Text segment:
# Connections for the BFD / EP2500 combo...



## Rodny Alvarez (Apr 25, 2006)

Couple of questions...
I'm using the BFD and the EP 2500 I just want to know which cables should I use between the two, XLR or 1/4?:scratch: 


Do I need to turn the clip limiter switch on?

I have a power center HTS5100, do you think I can hook the amp to the HTS5100?
:dontknow: 
Thanks!!


----------



## brucek (Apr 11, 2006)

*Re: Hook up BFD/EP2500..*



> should I use between the two, XLR or 1/4?


Matters not. Either one.



> Do I need to turn the clip limiter switch on?


Seems like a good idea.

brucek


----------



## Sonnie (Apr 11, 2006)

*Re: Hook up BFD/EP2500..*

On the power center, I'd think you'd need to make sure you are not overloading it. If there is room I'd use it.

You already connecting it? :scratch:


----------



## Rodny Alvarez (Apr 25, 2006)

*Re: Hook up BFD/EP2500..*



Sonnie said:


> On the power center, I'd think you'd need to make sure you are not overloading it. If there is room I'd use it.
> 
> You already connecting it? :scratch:


No!


----------



## Wayne A. Pflughaupt (Apr 13, 2006)

*Re: Hook up BFD/EP2500..*

Normally I wouldn’t use a power center for an amp but the 5100 looks like it can handle it. Of course, that also depends on what all else you have plugged into it. One nice thing, you can plug the amp into the delayed outlet, and you won’t have that annoying BFD pop.

Regards,
Wayne


----------



## Rodny Alvarez (Apr 25, 2006)

*Re: Hook up BFD/EP2500..*

I read somewhere about changing the fan on the EP2500, I looked, but cant find it! the fan is to loud:hush: 
Can some tell me were to find it !!!!
Thanks!! :T


----------



## Sonnie (Apr 11, 2006)

*Re: Hook up BFD/EP2500..*

Don't let it bite you ... the quieter fan thread!... :bigsmile:


----------



## brucek (Apr 11, 2006)

*Re: Hook up BFD/EP2500..*

I couldn't find any information that indicated explicitely that the EP2500 incorporates direct mounted output transistors, so the risk of a shock from a _hot heatsink_ when the power is off appears minimal. I might discharge the heatsink though just to be safe if you're in there messing around with fans.

I also see where the silkscreen on the rear switches is in error compared to the manual and cartoon on the rear.

Note that it appears the cartoon is correct. Owners of the amp would know more about this than me, but I'm trying to give Sonnie a heads up anyway.

Given request 1: In the forum thread about hooking up the BFD and EP2500, what does plugging the amp into the delayed outlet of the HTS5100 prevent?
Given request 2: Extend the forum thread about hooking up the BFD and EP2500, picking up after its last post.
The material that comes next is not needed for anything here.

Items in a dataset:

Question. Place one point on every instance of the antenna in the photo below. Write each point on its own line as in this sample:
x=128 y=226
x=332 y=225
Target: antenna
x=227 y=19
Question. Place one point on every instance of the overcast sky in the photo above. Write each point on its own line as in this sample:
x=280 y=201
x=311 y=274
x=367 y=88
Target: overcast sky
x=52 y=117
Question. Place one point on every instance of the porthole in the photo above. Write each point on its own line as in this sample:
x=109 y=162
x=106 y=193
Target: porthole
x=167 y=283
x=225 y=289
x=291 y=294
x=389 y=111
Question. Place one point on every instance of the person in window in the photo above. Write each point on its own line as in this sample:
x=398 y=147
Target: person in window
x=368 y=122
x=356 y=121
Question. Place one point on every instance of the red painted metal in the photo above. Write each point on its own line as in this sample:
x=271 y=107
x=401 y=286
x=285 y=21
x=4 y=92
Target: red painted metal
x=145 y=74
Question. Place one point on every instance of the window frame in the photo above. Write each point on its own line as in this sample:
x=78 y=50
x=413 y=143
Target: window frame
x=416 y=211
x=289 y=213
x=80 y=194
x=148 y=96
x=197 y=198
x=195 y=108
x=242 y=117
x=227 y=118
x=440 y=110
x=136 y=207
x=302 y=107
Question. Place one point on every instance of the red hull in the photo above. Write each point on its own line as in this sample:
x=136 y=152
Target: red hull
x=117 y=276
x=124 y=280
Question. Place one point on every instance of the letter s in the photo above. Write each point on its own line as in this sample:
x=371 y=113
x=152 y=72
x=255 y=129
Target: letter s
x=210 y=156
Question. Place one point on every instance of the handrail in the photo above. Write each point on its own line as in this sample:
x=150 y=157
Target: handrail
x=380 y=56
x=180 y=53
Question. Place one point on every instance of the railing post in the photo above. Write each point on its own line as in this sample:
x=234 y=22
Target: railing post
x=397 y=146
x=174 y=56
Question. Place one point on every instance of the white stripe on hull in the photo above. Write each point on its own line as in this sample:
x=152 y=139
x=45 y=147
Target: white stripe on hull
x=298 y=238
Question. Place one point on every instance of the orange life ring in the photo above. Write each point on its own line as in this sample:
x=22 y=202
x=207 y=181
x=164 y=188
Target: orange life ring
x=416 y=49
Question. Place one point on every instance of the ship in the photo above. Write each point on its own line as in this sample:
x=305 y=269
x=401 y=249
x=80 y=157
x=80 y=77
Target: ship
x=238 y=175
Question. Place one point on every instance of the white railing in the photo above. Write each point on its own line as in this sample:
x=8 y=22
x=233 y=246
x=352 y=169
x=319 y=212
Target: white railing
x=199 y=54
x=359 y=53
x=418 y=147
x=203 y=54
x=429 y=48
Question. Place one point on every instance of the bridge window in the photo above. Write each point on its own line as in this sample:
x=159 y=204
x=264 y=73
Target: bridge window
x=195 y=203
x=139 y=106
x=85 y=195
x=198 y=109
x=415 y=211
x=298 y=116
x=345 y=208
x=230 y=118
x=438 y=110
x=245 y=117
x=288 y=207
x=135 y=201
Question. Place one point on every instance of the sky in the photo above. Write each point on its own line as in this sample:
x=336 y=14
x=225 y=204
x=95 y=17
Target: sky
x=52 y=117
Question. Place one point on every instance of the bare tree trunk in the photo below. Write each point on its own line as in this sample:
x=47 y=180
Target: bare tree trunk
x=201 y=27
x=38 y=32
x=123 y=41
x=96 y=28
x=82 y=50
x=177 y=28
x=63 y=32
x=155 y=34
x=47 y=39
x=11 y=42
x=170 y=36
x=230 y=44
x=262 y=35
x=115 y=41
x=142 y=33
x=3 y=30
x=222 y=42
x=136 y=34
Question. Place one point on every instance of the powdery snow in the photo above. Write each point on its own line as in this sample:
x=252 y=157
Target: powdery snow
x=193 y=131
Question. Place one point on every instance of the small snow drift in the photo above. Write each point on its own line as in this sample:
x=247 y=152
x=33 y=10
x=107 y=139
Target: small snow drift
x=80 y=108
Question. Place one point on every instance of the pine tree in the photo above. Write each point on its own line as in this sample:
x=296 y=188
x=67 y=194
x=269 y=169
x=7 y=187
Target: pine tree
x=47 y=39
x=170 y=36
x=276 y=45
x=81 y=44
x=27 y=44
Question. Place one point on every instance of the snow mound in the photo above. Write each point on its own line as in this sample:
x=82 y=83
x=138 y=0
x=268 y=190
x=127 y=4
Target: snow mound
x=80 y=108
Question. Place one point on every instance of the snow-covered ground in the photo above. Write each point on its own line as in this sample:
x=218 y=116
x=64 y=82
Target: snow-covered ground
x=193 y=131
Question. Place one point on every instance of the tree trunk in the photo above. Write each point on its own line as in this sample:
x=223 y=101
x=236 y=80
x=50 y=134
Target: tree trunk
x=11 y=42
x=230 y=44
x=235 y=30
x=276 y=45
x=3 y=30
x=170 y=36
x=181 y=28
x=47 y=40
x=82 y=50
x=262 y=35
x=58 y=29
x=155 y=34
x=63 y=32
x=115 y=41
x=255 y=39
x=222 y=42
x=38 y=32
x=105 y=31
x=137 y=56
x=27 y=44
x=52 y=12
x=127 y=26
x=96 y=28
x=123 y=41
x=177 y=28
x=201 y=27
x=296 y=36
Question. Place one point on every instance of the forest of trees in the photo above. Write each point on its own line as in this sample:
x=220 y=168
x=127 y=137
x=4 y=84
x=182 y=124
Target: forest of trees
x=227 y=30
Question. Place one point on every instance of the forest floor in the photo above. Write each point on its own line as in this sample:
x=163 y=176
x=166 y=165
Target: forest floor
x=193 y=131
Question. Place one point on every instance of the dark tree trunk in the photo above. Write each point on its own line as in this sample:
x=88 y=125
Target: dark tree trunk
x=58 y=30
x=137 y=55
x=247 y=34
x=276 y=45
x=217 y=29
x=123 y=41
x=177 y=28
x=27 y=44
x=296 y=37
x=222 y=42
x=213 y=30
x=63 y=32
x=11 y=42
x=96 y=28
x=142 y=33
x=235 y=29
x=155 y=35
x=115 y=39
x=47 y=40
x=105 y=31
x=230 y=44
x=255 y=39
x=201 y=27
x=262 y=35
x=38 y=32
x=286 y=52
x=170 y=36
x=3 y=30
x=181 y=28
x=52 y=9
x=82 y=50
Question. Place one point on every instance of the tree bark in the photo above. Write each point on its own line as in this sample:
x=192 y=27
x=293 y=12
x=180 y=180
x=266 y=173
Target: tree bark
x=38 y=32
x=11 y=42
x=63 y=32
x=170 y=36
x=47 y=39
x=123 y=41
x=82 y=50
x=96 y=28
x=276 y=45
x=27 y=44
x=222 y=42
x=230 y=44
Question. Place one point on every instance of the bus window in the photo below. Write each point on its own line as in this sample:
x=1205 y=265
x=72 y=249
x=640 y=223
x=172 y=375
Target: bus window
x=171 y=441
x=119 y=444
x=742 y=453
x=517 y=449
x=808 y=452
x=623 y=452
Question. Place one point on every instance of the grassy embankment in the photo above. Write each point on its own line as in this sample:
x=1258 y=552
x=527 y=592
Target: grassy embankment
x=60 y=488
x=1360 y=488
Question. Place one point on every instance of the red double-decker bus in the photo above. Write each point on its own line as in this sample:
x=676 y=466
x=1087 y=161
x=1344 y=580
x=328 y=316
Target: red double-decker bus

Exercise output 1: It prevents the annoying BFD pop.

Exercise output 2:
For example, note that the cartoon says that to turn OFF the low cut filter, the switch is to the _right_, but the silkscreen on the switch itself says the _right_ is ON...... hmmmmm











brucek


----------



## Sonnie (Apr 11, 2006)

*Re: Hook up BFD/EP2500..*

I assume OFF is right for both LOW CUT FILTER INPUTS.


----------



## brucek (Apr 11, 2006)

*Re: Hook up BFD/EP2500..*



> I assume OFF is left for both LOW CUT FILTER INPUTS.


No, to shut the filters off, switch #3 and #8 are to the right............

brucek


----------



## Sonnie (Apr 11, 2006)

*Re: Hook up BFD/EP2500..*

Yeah... that's what I said... :bigsmile:


----------



## Rodny Alvarez (Apr 25, 2006)

*Re: Hook up BFD/EP2500..*

brucek!!! so for the filter to be off the switch needs to be on!!?:scratch:


----------



## Sonnie (Apr 11, 2006)

*Re: Hook up BFD/EP2500..*

Rodny.... :rolleyesno: ... don't you understand anything? In order for the filter to be on, the switch needs to be off. :sarcastic: :whistling:


----------



## Rodny Alvarez (Apr 25, 2006)

*Re: Hook up BFD/EP2500..*

:duh: :dumbcrazy:....................................addle:


----------



## brucek (Apr 11, 2006)

*Re: Hook up BFD/EP2500..*



> brucek!!! so for the filter to be off the switch needs to be on!!?


Well yeah. 

I don't own the amp, I'm just pointing out an anomaly.

I would simply ignore the information on the rocker switch itself and follow the white cartoon. It would seem the cartoon is in the manual and on the amp itself.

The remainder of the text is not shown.